**Page text:**
########################################

|Milev-Milovanovic, I - U. MISS. MEDICAL CTR.|
|Majji, S - U. MISS. MEDICAL CTR.|
|Thodima, J - UNIV. SOUTHERN MISS.|
|Deng, Y - UNIV. SOUTHERN MISS.|
|Hanson, L - MISS. STATE UNIV.|
|Arnizaut, A - MISS. STATE UNIV.|
|Chinchar, V - U. MISS. MEDICAL CTR.|
Submitted to: Fish and Shellfish Immunology
Publication Type: Peer Reviewed Journal
Publication Acceptance Date: March 17, 2009
Publication Date: May 1, 2009
Citation: Milev-Milovanovic, I., Majji, S., Thodima, J., Deng, Y., Hanson, L., Arnizaut, A., Waldbieser, G.C., Chinchar, V.G. 2009. Identification and Expression Analyses of Poly[I:C]-stimulated Genes in Channel Catfish (Ictalurus punctatus). Fish and Shellfish Immunology 26:811-820. Interpretive Summary: Channel catfish is a commercially important species in North American aquaculture, but a main limit to production is losses to disease. This research was designed to help identify patterns of gene expression in cultured cells in response to a simulated viral infection. A microarray was used to simultaneously measure levels of gene expression using 2500 cDNA probes derived from clones catfish sequences. The results revealed more than 20 genes with increased expression levels after challenge with a viral mimic. The results pointed to an interferon-mediated response, like in mammals, that triggered the appearance of catfish gene products that function individually and collectively to inhibit virus replication. A better understanding of catfish immune mechanisms will help breeders identify superior broodstock for genetic improvement of this species.

########################################

**Questions on the material:**
A – In one to three sentences, explain why the catfish study summary says a better understanding of catfish immune mechanisms matters.
B – Write the next part of the catfish study summary, starting after its final sentence.
The records after this point come from a separate source.

########################################

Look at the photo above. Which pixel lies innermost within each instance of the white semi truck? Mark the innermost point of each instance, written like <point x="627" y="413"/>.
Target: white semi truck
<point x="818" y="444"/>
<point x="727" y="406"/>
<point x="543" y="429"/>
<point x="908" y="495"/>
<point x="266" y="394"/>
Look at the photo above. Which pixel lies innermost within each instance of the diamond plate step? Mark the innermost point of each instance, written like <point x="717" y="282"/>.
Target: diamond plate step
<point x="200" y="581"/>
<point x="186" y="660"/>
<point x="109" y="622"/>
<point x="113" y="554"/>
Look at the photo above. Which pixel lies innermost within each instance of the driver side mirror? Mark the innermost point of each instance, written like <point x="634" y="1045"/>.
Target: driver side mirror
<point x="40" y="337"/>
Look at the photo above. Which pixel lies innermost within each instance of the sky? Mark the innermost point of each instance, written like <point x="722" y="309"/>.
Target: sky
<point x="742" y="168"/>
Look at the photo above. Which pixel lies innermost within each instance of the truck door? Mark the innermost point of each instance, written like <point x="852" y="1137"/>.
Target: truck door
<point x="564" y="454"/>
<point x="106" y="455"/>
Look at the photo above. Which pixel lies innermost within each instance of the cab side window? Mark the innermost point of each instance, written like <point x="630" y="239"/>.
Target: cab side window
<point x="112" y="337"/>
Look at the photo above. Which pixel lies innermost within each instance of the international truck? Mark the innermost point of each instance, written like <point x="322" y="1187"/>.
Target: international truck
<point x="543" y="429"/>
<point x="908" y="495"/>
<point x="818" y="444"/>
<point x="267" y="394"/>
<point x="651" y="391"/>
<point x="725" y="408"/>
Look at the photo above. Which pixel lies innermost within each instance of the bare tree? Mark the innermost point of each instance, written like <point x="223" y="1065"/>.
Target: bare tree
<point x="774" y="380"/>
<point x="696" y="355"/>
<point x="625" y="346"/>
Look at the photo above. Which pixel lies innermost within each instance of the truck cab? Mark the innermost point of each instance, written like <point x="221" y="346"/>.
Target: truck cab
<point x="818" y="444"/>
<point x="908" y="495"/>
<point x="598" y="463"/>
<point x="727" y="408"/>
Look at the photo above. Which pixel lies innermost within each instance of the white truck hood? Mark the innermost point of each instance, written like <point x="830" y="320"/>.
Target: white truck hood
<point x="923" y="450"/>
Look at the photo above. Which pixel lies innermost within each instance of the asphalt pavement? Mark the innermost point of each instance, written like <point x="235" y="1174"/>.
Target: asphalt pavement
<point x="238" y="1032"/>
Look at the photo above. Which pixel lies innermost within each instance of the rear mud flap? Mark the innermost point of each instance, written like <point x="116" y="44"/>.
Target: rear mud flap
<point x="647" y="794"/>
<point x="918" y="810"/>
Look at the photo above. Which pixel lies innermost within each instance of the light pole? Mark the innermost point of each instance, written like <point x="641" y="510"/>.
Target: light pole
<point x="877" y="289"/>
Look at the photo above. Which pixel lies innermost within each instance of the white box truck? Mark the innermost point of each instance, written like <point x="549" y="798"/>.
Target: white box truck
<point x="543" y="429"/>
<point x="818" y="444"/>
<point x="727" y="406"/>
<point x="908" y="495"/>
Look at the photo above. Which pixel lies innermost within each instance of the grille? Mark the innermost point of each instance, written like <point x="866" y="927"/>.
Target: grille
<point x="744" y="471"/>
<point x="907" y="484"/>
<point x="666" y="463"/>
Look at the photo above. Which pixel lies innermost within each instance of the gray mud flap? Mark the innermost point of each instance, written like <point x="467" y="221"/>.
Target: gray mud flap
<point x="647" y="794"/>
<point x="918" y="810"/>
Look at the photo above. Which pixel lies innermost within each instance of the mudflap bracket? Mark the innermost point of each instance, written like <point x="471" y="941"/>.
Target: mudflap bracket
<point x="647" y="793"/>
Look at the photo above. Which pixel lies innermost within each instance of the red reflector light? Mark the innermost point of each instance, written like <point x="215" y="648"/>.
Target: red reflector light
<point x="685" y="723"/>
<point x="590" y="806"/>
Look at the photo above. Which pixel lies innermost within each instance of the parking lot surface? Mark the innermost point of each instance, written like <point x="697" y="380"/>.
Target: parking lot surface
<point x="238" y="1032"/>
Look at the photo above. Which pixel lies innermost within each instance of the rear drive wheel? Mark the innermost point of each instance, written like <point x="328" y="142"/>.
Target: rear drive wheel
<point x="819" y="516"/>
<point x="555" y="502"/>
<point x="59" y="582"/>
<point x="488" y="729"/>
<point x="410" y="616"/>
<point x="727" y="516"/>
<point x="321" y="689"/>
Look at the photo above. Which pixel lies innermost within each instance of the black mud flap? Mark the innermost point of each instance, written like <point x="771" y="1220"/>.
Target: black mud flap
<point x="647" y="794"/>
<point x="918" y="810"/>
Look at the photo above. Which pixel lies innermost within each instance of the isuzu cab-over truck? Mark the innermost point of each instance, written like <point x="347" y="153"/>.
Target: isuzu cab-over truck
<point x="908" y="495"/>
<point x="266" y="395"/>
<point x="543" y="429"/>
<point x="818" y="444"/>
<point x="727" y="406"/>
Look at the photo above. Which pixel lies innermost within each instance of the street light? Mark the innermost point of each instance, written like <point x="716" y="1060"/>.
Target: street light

########################################

**Results of the exercise:**
A – Channel catfish is a commercially important species in North American aquaculture, and losses to disease are a main limit to its production. A better understanding of catfish immune mechanisms will help breeders identify superior broodstock for the genetic improvement of the species.

B –
Technical Abstract: Channel catfish (Ictalurus punctatus) have proven to be an excellent model with which to study immune responses in lower vertebrates. Identification of antiviral antibodies and cytotoxic cells, as well as both type I and II interferon (IFN), demonstrate that catfish likely mount a vigorous anti-viral immune response. In this report, we focus on other elements of the anti-viral response, and identify more than two dozen genes that are induced following treatment of catfish cells with poly [I:C]. We showed that poly [I:C] induced type I interferon within 2 hr of treatment, and that characteristic interferon stimulated genes (ISGs) appeared 6 - 12 hr after exposure. Among the ISGs detected by RT PCR assay were homologs of ISG15, Mx1, IFN regulatory factor 1 (IRF-1), inhibitor of apoptosis protein-1 (IAP-1) and the chemokine CXCL10. Microarray analyses showed that 13 and 24 cellular genes, respectively, were upregulated in poly[I:C]-treated B cell and fibroblast cultures. Although many of these genes were novel and did not fit the profile of mammalian ISGs, there were several (ISG-15, ubiquitin-conjugating enzyme E2G1, integrin-linked kinase, and clathrin associated protein 47) that were identified as ISGs in mammalian systems. Taken together, these results suggest that like mammals, IFN triggers the appearance of catfish gene products that function individually and collectively to inhibit virus replication.